[Dataset entries on object locations]
++++++++

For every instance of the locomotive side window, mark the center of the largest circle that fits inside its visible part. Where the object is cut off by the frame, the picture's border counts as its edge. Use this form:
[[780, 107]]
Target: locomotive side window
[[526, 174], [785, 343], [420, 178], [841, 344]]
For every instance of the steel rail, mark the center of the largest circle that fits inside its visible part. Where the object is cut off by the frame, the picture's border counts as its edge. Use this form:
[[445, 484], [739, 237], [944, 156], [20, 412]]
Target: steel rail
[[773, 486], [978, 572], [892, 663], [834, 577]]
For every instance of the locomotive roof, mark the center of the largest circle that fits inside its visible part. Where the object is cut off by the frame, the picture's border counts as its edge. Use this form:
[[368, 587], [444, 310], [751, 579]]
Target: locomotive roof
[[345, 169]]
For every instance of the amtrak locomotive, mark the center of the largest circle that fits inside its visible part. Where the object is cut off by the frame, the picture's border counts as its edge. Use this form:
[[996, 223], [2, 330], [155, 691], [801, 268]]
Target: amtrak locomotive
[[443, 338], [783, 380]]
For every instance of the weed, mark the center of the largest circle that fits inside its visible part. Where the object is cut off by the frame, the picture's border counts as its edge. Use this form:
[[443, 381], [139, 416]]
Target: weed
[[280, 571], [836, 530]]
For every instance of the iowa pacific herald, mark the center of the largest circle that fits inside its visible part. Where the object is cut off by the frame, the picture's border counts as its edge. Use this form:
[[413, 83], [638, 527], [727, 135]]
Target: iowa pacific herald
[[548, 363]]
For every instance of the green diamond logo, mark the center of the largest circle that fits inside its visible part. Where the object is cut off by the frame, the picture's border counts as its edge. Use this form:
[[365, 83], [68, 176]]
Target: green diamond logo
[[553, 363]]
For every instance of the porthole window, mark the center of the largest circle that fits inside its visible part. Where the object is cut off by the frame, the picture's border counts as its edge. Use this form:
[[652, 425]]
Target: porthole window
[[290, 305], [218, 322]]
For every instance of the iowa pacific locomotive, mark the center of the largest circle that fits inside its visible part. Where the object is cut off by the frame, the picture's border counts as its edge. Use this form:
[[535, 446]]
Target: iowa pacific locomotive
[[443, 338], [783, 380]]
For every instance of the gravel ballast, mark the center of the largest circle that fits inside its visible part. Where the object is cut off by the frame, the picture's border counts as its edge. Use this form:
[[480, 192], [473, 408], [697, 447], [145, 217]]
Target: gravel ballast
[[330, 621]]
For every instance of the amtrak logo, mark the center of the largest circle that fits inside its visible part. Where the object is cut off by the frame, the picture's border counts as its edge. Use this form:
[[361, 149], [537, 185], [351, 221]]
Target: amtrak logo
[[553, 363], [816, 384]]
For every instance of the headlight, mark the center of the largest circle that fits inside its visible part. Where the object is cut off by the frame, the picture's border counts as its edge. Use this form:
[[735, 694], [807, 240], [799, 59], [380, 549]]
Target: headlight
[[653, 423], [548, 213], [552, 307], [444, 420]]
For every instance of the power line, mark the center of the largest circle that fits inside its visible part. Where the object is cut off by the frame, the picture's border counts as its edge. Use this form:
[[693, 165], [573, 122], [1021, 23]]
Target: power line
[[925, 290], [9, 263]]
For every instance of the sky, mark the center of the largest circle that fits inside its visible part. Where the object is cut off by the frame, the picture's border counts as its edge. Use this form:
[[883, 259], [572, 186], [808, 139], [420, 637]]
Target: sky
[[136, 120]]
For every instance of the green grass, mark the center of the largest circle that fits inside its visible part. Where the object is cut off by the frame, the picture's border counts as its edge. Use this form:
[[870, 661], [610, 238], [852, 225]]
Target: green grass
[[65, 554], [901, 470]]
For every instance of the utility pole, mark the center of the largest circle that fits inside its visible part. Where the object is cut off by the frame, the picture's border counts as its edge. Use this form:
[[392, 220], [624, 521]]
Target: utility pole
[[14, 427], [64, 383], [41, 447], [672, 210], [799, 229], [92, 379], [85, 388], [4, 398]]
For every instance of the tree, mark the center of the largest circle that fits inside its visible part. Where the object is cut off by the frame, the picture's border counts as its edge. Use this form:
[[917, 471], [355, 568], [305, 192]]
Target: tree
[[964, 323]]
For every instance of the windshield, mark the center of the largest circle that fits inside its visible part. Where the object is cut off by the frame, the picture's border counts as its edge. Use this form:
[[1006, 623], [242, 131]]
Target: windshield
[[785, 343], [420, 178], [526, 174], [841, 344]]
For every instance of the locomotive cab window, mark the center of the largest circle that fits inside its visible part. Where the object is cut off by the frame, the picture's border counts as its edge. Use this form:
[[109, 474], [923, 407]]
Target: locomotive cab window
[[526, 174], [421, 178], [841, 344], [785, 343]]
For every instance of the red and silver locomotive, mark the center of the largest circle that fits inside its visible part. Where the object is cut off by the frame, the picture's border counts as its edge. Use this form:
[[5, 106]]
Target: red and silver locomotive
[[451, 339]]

++++++++

▶ _WRITTEN REQUEST_:
Render every line of the entries above as a Markdown table with two columns, No. for the row number and Content for the line itself. Omit blank lines.

▶ _SOLUTION TO THIS PROBLEM_:
| No. | Content |
|---|---|
| 1 | For every instance of the locomotive side window, mark the center of the largest circle that fits inside its visible part. Where the object is cut off by the frame, the picture's border counts as its edge. Use this form: |
| 2 | [[780, 107]] |
| 3 | Target: locomotive side window |
| 4 | [[526, 174], [785, 343], [420, 178], [841, 344]] |
| 5 | For every instance of the steel rail, mark the center of the largest circle that fits inside its visible part. Where the object is cut off by the frame, the picture's border counts as its edge. Use this form: |
| 6 | [[445, 484], [739, 237], [944, 156], [20, 412]] |
| 7 | Target: steel rail |
| 8 | [[773, 486], [978, 572], [892, 663], [834, 577]] |
| 9 | For every instance of the locomotive roof, mark the center of the largest circle that fits inside its visible part. Where the object is cut off by the frame, the picture's border counts as its edge. Use this form: |
| 10 | [[368, 587], [444, 310], [751, 579]] |
| 11 | Target: locomotive roof |
| 12 | [[345, 169]] |
| 13 | For every instance of the amtrak locomotive, mark the center of the largest circle that fits inside its visible part. Where the object is cut off by the frame, the picture's border counts as its edge. Use this form: |
| 14 | [[996, 223], [2, 330], [155, 691], [801, 268]] |
| 15 | Target: amtrak locomotive |
| 16 | [[443, 338], [783, 380]] |
| 17 | For every instance of the weed, mark the center of the largest circle that fits inside its visible part. Where the object is cut off by the frame, the picture's border counts as its edge. Use this form: |
| 18 | [[443, 381], [139, 416]] |
| 19 | Target: weed |
| 20 | [[280, 571], [836, 530]] |
| 21 | For every instance of the iowa pacific herald, mark the center of the largest circle that fits inside its visible part. Where the object is cut off by the frame, the picture's border counts as its edge. Use this form: |
| 22 | [[413, 83], [638, 527], [727, 135]] |
| 23 | Target: iowa pacific herald |
| 24 | [[548, 363]] |
| 25 | For every instance of the green diamond logo, mark the center of the largest circle that fits inside its visible part. Where the object is cut off by the frame, the picture's border counts as its edge. Use this form: |
| 26 | [[365, 83], [68, 176]] |
| 27 | Target: green diamond logo |
| 28 | [[553, 363]] |
| 29 | For every instance of the porthole window, mark the center of the largest circle that fits inside its visible part. Where the object is cut off by the frame, the picture's border counts as its edge. Use this form: |
| 30 | [[652, 425]] |
| 31 | Target: porthole window |
| 32 | [[290, 305], [218, 322]] |
| 33 | For every instance of the iowa pacific locomotive, mark the center of the largest circle that fits inside its visible part. Where the object is cut off by the frame, the picture's border counts as its edge. Use this form: |
| 34 | [[535, 446]] |
| 35 | Target: iowa pacific locomotive |
| 36 | [[443, 338], [783, 380]] |
| 37 | For every instance of the gravel ballast, mark the center of the largest circle that fits inside its visible part. Where the object is cut off by the frame, the picture's border counts as its edge. Use this form: |
| 38 | [[480, 192], [473, 408], [697, 447], [145, 217]] |
| 39 | Target: gravel ballast |
| 40 | [[330, 621]] |
| 41 | For every instance of the amtrak logo, mark the center of the largest circle that fits inside its visible part. Where the object is cut off by the frame, the picture's border counts as its edge. Use this form: |
| 42 | [[361, 149], [537, 185], [351, 221]] |
| 43 | Target: amtrak logo |
| 44 | [[553, 363], [816, 384]] |
| 45 | For every instance of the headlight, mark the center of the largest circle that fits inside its visible part. Where the object is cut off by the frame, the picture's border counts as its edge. Use this form: |
| 46 | [[735, 694], [807, 240], [799, 59], [380, 549]] |
| 47 | Target: headlight |
| 48 | [[653, 423], [548, 213], [552, 307], [444, 420]] |
| 49 | For every instance of the power line, mark the center of the largest circle that fits inside its visible part. Where the object is cut off by the frame, the picture's border counts as its edge. Use this form: |
| 50 | [[693, 165], [573, 122], [1021, 23]] |
| 51 | Target: power line |
| 52 | [[925, 290], [9, 263]] |
| 53 | For every instance of the sky, mark the center of the largest circle that fits inside its visible part. Where the object is cut off by the frame, the picture's border counts as its edge. Use this form: |
| 54 | [[883, 259], [572, 186], [808, 139], [420, 637]] |
| 55 | Target: sky |
| 56 | [[136, 120]] |
| 57 | For every instance of the green grass, mark the center of the largest circle that fits inside its visible part. Where the object is cut off by the frame, the picture's border counts as its edge. Use this form: |
| 58 | [[870, 661], [610, 238], [852, 225]] |
| 59 | Target: green grass |
| 60 | [[65, 554], [901, 470]] |
| 61 | For every instance of the utility pole, mark the center of the largest circle that fits inside its visible part. Where the object is cut off by the frame, the picture's border counts as its edge. Use this form: |
| 62 | [[392, 220], [624, 521]] |
| 63 | Target: utility pole |
| 64 | [[14, 427], [64, 383], [41, 447], [672, 210], [799, 229], [92, 379], [85, 388], [4, 398]] |
| 65 | For every instance of the tree, mark the center of the largest circle that fits inside its visible part. Where the object is cut off by the frame, the picture's border counts as its edge. Use this form: |
| 66 | [[917, 471], [355, 568], [305, 192]] |
| 67 | Target: tree |
| 68 | [[964, 323]] |
| 69 | For every instance of the windshield, mark the center of the largest circle that fits inside its visible part. Where the object is cut off by the frame, the picture's border counts as its edge. Use this form: |
| 70 | [[1006, 623], [242, 131]] |
| 71 | Target: windshield |
| 72 | [[785, 343], [420, 178], [526, 174], [841, 344]] |
| 73 | For every instance of the locomotive cab window, mark the center of the largest circle that fits inside its visible part. Where the object is cut off by the frame, the picture's border counts as its edge. Use this form: |
| 74 | [[109, 474], [923, 407]] |
| 75 | Target: locomotive cab window |
| 76 | [[526, 174], [421, 178], [841, 344], [785, 343]] |
| 77 | For every instance of the red and silver locomotive, mark the center of the largest circle that fits inside its visible part. Where the object is cut off by the frame, the picture's border counts as its edge. Use this form: |
| 78 | [[5, 106]] |
| 79 | Target: red and silver locomotive |
| 80 | [[451, 339]] |